**PROBLEM**
What is the number of lines in these entries that include "negative"? Write that number and no other text.

(Extracted data entries)

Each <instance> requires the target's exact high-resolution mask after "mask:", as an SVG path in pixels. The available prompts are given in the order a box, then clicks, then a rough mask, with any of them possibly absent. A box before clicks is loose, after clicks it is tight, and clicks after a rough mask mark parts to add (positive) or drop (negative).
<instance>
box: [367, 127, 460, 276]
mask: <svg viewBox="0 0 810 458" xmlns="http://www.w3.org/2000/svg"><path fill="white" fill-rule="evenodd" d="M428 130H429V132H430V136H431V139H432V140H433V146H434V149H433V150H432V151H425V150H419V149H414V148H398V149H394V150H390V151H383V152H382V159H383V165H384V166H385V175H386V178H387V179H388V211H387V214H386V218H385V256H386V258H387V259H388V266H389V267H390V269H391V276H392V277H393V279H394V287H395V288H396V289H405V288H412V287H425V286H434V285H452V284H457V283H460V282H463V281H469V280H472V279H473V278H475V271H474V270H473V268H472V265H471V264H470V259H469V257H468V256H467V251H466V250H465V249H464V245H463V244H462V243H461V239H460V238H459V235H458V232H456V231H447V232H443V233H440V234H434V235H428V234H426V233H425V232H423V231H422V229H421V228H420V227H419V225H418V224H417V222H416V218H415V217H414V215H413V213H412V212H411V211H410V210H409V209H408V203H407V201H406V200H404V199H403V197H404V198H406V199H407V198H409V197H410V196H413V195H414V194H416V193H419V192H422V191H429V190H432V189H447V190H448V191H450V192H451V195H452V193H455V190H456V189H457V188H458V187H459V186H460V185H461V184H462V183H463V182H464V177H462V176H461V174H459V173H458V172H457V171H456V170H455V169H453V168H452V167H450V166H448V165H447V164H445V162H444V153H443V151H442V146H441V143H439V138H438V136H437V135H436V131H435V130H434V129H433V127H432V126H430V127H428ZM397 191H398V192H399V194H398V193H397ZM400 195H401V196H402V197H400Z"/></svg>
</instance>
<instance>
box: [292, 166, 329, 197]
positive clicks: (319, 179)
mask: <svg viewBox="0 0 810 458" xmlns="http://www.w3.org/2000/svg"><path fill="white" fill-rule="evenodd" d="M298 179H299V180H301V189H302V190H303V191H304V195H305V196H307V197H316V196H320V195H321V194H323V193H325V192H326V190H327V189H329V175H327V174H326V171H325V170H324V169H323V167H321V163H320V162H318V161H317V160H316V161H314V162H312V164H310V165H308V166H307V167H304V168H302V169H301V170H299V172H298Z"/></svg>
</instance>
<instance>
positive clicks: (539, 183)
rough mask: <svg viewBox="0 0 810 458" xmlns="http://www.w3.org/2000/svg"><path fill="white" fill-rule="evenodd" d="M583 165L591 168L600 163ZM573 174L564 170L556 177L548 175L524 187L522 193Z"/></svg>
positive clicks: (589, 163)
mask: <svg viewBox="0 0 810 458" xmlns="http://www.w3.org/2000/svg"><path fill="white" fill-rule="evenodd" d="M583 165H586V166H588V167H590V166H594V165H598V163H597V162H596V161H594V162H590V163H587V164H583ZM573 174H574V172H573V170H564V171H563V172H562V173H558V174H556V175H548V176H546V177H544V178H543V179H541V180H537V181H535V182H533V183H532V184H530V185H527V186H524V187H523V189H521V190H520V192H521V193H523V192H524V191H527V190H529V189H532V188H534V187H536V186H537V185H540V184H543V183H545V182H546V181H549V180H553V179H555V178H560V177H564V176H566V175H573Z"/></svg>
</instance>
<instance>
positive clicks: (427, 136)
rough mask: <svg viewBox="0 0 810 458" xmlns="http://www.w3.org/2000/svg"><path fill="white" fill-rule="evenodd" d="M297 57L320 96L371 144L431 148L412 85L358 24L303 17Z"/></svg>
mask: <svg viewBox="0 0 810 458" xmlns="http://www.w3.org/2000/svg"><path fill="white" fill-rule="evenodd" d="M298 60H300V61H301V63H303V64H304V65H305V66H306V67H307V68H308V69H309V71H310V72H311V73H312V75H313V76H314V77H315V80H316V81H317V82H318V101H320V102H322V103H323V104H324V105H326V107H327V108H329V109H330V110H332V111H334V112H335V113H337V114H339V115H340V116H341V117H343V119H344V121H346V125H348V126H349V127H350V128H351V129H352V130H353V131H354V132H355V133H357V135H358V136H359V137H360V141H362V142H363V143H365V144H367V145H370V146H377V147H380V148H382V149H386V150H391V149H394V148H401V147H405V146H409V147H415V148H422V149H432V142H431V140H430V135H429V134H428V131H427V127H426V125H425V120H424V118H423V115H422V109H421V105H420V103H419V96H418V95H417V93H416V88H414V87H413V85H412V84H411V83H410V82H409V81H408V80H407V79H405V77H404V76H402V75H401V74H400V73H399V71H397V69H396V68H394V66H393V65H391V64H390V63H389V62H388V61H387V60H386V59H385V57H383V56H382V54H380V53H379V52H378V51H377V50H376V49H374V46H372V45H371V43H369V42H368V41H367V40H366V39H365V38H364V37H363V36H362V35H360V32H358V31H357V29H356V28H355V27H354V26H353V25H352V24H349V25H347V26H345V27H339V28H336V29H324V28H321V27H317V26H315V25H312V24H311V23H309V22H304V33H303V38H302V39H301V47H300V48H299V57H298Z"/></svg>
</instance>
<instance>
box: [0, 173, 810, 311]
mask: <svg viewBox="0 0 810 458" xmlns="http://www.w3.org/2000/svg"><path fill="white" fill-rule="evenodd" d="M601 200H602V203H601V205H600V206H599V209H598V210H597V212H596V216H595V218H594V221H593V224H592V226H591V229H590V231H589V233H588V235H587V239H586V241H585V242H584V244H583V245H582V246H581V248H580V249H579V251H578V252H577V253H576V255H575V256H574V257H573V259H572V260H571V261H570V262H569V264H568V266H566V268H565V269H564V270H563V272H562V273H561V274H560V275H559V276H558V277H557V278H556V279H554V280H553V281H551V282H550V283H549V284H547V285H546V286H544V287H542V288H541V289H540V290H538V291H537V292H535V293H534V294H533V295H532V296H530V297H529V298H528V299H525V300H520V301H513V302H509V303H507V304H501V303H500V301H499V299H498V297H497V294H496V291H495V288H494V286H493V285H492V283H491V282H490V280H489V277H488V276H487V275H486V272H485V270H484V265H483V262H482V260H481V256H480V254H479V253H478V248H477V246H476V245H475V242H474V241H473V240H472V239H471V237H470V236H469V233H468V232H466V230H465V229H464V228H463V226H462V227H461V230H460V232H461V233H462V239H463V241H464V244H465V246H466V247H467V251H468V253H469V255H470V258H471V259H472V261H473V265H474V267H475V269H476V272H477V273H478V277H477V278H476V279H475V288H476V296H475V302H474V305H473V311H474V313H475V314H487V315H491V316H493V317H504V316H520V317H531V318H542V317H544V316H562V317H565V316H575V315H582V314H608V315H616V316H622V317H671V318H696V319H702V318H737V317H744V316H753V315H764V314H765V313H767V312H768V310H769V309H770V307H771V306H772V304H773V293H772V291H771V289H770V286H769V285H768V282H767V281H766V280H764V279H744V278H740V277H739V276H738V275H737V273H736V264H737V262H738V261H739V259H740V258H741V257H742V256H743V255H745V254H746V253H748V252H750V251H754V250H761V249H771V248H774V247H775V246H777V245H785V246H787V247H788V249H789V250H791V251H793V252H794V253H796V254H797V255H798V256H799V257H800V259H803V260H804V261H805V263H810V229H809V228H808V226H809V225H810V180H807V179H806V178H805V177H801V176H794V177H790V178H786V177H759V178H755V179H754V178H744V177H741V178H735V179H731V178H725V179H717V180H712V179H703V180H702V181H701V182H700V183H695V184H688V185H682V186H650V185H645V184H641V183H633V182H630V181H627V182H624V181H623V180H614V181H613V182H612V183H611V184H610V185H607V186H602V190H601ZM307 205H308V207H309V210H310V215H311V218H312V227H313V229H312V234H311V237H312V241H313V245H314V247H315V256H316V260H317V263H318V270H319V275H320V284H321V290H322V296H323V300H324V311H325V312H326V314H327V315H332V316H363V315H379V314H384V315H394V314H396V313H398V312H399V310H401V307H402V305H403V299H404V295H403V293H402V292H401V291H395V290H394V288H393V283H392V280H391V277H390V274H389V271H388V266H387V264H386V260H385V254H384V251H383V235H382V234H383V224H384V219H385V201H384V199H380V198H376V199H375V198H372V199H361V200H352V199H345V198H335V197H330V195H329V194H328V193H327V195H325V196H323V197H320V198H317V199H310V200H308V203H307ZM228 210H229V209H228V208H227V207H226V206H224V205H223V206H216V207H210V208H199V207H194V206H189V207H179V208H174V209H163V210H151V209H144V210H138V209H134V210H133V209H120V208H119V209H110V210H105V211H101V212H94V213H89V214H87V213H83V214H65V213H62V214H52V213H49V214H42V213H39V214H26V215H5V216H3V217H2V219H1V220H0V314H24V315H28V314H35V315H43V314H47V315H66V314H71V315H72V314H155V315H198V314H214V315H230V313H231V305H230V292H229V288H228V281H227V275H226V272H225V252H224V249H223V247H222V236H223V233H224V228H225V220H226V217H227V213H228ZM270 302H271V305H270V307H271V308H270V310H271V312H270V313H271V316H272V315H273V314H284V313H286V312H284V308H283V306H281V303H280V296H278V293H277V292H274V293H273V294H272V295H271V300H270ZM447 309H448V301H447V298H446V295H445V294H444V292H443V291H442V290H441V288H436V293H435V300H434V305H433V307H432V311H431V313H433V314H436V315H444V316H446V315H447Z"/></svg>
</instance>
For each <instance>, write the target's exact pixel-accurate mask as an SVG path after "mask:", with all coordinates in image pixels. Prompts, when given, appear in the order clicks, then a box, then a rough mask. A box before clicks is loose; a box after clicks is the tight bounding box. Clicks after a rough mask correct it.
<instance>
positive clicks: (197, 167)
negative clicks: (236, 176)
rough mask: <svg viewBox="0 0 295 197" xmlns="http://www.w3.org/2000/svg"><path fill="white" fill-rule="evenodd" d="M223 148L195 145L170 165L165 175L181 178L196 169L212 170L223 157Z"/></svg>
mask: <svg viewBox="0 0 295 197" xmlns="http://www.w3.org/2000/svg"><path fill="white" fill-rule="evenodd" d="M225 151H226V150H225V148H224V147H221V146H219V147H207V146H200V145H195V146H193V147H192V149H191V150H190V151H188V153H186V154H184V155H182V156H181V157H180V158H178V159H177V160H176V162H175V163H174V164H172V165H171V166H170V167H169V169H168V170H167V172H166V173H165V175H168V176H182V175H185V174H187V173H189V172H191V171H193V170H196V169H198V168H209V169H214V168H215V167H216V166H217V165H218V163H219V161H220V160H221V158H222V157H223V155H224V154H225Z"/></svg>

**SOLUTION**
2